The problem
Print the entries once more, unchanged.

━━━━━ Material to process ━━━━━

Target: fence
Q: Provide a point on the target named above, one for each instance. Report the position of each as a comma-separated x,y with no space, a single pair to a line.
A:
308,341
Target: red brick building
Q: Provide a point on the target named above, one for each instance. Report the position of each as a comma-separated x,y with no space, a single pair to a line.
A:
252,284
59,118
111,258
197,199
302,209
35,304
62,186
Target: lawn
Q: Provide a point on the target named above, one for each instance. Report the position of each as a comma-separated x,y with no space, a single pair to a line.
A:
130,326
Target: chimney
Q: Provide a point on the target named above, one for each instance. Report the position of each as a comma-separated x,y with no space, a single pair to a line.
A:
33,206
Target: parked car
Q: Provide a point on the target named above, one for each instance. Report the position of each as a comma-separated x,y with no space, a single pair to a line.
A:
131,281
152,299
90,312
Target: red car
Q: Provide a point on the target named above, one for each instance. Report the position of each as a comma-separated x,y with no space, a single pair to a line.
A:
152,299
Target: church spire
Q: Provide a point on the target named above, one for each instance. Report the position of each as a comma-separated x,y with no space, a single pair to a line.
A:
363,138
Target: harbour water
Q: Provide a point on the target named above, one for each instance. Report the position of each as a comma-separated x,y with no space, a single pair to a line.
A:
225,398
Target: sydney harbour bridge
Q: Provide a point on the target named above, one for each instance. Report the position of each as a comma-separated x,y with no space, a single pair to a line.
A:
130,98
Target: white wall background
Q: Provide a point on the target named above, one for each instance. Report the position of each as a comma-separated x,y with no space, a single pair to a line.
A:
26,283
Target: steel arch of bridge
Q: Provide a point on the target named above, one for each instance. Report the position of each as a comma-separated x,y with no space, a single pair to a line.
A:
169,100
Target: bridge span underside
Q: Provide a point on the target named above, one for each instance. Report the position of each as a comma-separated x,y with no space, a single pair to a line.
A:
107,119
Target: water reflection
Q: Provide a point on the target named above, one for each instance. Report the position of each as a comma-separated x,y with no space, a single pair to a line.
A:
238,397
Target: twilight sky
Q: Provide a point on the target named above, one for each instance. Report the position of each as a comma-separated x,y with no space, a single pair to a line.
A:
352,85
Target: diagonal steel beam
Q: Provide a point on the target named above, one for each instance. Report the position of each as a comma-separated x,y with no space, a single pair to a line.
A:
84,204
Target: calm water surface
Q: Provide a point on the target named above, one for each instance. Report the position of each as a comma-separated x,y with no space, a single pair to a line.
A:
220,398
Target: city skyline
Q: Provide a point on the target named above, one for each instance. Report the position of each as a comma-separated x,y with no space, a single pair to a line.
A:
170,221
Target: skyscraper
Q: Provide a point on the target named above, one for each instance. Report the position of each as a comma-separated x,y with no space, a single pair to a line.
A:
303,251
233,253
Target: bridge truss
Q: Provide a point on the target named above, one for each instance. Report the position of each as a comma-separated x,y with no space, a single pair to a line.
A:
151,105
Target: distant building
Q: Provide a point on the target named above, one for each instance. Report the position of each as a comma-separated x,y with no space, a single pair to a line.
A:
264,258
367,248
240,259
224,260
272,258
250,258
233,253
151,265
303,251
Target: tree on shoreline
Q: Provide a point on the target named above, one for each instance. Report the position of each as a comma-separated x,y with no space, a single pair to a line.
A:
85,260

━━━━━

Result of this exercise
Target: fence
Q: Provide a point on the target named above, one for each instance. Report the position of each as a comma-separated x,y with no space, a single pair to a line.
A:
308,341
Target: red brick building
Q: Provide a point on the target named above, one for each instance. Report the position of each as a comma-separated x,y with no space, a single pair to a line.
A:
252,284
59,118
111,258
197,199
302,209
35,304
62,186
Target: lawn
Q: Provide a point on the target named above, one for each instance. Report the position of each as a comma-separated x,y with no space, a single pair to a line.
A:
130,326
Target: chimney
Q: Provide a point on the target named above, one for each instance. Report the position of each as a comma-separated x,y with no space, a single pair to a line.
A:
33,206
Target: parked car
Q: Provide a point on the target named above, one for each instance. Report the position of each as a comma-separated x,y with no space, a single pair to a line.
A:
131,281
152,299
90,312
Target: red car
Q: Provide a point on the target named above, one for each instance. Report the position of each as a comma-separated x,y with no space, a single pair to a line.
A:
152,299
Target: church spire
Q: Provide a point on the target named above, one for each instance. Report the position of each as a comma-separated x,y with no space, a single pair to a line.
A:
363,138
Target: harbour water
Q: Provide a point on the target named above, one for each instance. Report the position of each as a comma-separated x,y with no space, a single pair to a line.
A:
225,398
Target: sydney harbour bridge
Q: Provide a point on the target named above, one for each instance. Report the position of each as a comma-separated x,y with no space, a single pair to a line.
A:
130,98
Target: white wall background
Q: Provide a point on the target named above, one for each instance. Report the position of each as a comma-separated x,y with no space, a single pair to a line.
A:
26,283
Target: steel arch of bridge
Q: Provide a point on the target named above, one for each instance. Report the position of each as a comma-separated x,y with no space, a single pair to a line.
A:
169,100
Target: bridge span underside
Q: Provide a point on the target named above, one for each instance. Report the position of each as a comma-separated x,y with no space, a single pair to a line.
A:
107,119
Target: water reflection
Q: Provide a point on the target named above, one for each instance. Report the position of each as a comma-separated x,y with no space, a single pair to a line.
A:
238,397
Target: twilight sky
Q: Provide a point on the target named above, one for each instance. Report the position of each as a comma-separated x,y with no space, a single pair to a line.
A:
352,85
Target: diagonal steel beam
Q: Provide a point on the target named above, one for each instance. Report the position of each as a comma-separated x,y with no space, a single pair to a line.
A:
84,204
Target: calm water surface
Q: Provide a point on the target named above, one for each instance. Report the position of each as a comma-separated x,y with no space, a single pair to a line.
A:
220,398
Target: city skyline
Q: Provide a point on the target named above, one for each instance. Report the position of each as a comma-separated x,y with no space, a single pair to a line.
A:
170,221
Target: skyscraper
Q: Provide a point on the target named above, one for each instance. Report the position of each as a comma-separated x,y with no space, a single pair to a line.
A:
303,251
233,253
Target: bridge truss
Q: Provide a point on the target named above, one for each instance. Report the position of each as a comma-separated x,y with no space, a single pair to a line.
A:
151,105
Target: distant building
Q: Provide a point on the target named above, one for each instance. Report the position of each as a comma-separated x,y with no space, a single pair to a line.
A:
264,258
367,248
240,259
224,260
272,258
250,258
233,253
151,265
303,251
Target: tree on shoreline
Q: Provide a point on the target named above, one for each instance. Report the position of each as a comma-separated x,y with no space, a single pair to a line.
A:
85,260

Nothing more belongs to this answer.